* [Referring expression pointing data]

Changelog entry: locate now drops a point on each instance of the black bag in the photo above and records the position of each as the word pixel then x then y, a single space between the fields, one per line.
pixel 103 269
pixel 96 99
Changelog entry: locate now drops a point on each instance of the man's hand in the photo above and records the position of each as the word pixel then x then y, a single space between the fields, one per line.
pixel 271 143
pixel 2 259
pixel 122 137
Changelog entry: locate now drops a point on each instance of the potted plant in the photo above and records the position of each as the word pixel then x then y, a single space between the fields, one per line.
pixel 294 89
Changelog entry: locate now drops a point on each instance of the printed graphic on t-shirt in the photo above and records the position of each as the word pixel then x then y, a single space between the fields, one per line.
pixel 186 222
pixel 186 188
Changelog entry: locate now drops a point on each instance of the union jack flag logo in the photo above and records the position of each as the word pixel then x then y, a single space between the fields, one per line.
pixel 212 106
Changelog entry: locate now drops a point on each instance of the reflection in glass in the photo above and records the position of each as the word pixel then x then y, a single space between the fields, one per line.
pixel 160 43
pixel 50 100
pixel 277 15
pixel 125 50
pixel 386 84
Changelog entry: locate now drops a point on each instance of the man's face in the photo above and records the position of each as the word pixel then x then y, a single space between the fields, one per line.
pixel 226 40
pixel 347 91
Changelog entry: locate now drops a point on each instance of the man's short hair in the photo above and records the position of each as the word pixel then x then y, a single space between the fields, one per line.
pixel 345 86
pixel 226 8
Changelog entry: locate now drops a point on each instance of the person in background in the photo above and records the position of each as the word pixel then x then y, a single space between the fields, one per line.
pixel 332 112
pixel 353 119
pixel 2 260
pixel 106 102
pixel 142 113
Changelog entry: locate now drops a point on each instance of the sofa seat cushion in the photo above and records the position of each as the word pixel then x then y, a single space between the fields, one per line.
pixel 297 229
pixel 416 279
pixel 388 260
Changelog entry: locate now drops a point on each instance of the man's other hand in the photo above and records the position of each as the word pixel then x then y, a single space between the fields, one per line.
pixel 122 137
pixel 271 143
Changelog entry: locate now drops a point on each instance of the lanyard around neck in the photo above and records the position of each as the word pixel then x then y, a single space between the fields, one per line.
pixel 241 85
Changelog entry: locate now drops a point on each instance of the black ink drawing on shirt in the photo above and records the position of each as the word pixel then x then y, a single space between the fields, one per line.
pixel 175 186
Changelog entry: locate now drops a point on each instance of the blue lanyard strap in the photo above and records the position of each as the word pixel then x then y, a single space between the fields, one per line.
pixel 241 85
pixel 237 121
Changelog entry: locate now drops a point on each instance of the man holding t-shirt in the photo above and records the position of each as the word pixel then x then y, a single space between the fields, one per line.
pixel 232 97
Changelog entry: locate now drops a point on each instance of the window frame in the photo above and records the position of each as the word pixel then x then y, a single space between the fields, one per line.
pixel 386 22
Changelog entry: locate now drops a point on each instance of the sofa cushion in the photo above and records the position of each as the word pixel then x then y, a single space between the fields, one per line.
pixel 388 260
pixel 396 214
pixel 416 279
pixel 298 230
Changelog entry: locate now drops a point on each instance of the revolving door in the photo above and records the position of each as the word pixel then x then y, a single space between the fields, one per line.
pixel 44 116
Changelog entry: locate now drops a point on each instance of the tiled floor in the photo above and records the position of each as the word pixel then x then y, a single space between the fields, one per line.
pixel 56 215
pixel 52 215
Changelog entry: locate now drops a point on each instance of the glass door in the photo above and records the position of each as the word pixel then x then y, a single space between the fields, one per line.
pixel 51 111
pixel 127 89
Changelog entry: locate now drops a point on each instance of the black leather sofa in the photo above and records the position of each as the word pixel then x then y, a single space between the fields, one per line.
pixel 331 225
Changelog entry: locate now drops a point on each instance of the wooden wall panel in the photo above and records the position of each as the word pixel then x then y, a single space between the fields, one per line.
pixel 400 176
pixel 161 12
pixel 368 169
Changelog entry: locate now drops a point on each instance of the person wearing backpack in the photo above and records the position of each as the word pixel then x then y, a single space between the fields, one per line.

* [Exercise brief]
Nothing in the entries should be skipped. Output them all exactly.

* [Solution to the exercise]
Changelog entry: locate now drops a point on each instance of the black bag in the photo above and records the position of each as the word pixel then x then y, a single space between the fields, one per line.
pixel 103 269
pixel 96 99
Changelog entry: locate now drops a point on each instance of the man's hand in the photo above and records the position of each as the word pixel then x then y, a single space between the fields, one per line.
pixel 271 143
pixel 2 259
pixel 122 137
Changelog entry: locate now drops a point on each instance of the potted plant in the photo above and records the position of each as the word pixel then x then y, a single space between the fields, one per line.
pixel 294 89
Changelog entry: locate now drops a point on each instance of the printed graphic on t-shirt in the photo above and records the position of each as the word pixel then x then y, a single space between the fields, one per line.
pixel 186 222
pixel 186 188
Changelog entry: locate now drops a point on each instance of the union jack flag logo in the photo above and records the position of each as the word pixel then x then y, a single space between the fields, one per line.
pixel 212 106
Changelog entry: locate now drops a point on each instance of the reflection in glass in the photo above and records the position of each as the word pixel then x then y, a single space between the fields, one per line.
pixel 160 43
pixel 50 100
pixel 277 15
pixel 125 50
pixel 386 84
Changelog entry: locate now drops a point on each instance of the man's face in the photo above and records the position of each as the word pixel then x then y, a single space between the fields, one per line.
pixel 226 40
pixel 347 91
Changelog entry: locate now drops a point on each instance of the man's short hair in the photo above and records the position of each as the word pixel then x then y, a single space between the fields, one per line.
pixel 345 86
pixel 226 8
Changelog entry: locate now drops a point on each instance of the person in background in the photo above and records the position of each as the word pixel then x then y, a single space between the fields, one per line.
pixel 332 112
pixel 353 119
pixel 2 260
pixel 106 102
pixel 142 113
Changelog entry: locate now drops a point on each instance of the sofa seat cushion in the photo above and records the position of each as the word pixel then x then y, a single space between the fields, one per line.
pixel 297 229
pixel 416 279
pixel 388 260
Changelog entry: locate now drops a point on each instance of the man's other hand in the photo above and records the position of each as the word pixel then x then y, a single space between the fields, one per line.
pixel 122 137
pixel 271 143
Changelog entry: locate now drops a point on each instance of the lanyard around neck in the photo above and records the position of each as the word pixel then x then y, a single space between the fields, one per line.
pixel 241 85
Changelog entry: locate now drops a point on each instance of the black ink drawing on shirt in the photo above and records the position of each as the word pixel then x then y, a single space between the fields, one per line.
pixel 175 186
Changelog entry: locate now drops a point on each instance of the blue lanyard strap in the photo above and records the position of each as the word pixel then x then y, a single space between the fields, one per line.
pixel 241 85
pixel 237 121
Changelog entry: locate now drops a point on each instance of the man holding t-shirt in the photo above and records the position of each as the word pixel then x then y, a single space between the fields, one per line.
pixel 232 97
Changelog entry: locate now drops a point on each instance of the window frame in the photo above and records the position of each as the word pixel then x then y, a single space between the fields, one per line.
pixel 386 22
Changelog entry: locate now drops a point on each instance of the sofa cushion in the photo above and records the position of each as the word pixel then x then y, a single space between the fields, one per line.
pixel 388 260
pixel 396 214
pixel 416 279
pixel 298 230
Changelog entry: locate now drops a point on each instance of the revolving door in the photo above and records the position of each as the word pixel then x then y, a single space between the fields, one per line.
pixel 44 116
Changelog entry: locate now drops a point on each instance of the tiled floor in the photo above and records the position of each as the word pixel then x then y, a single space between the fields, one per line.
pixel 56 215
pixel 52 215
Changelog entry: locate now drops a point on each instance of the glass door in the photo above and records the position of each as the word pixel then x then y, a single space between the fields, one per line.
pixel 51 111
pixel 127 89
Changelog entry: locate now drops a point on each instance of the black leather sofa in the photo above and records the position of each as the word pixel then x then y, a single space between the fields, one per line.
pixel 331 225
Changelog entry: locate now drops a point on each instance of the wooden wall panel in the photo above and records the position of each as the word pixel then x then y, a single space between the fields, one per line.
pixel 400 176
pixel 161 12
pixel 368 169
Changelog entry: locate now drops a point on each instance of the person wearing backpack in the photo above and records the position of each as the word pixel then x then y, a single space between the fields, one per line.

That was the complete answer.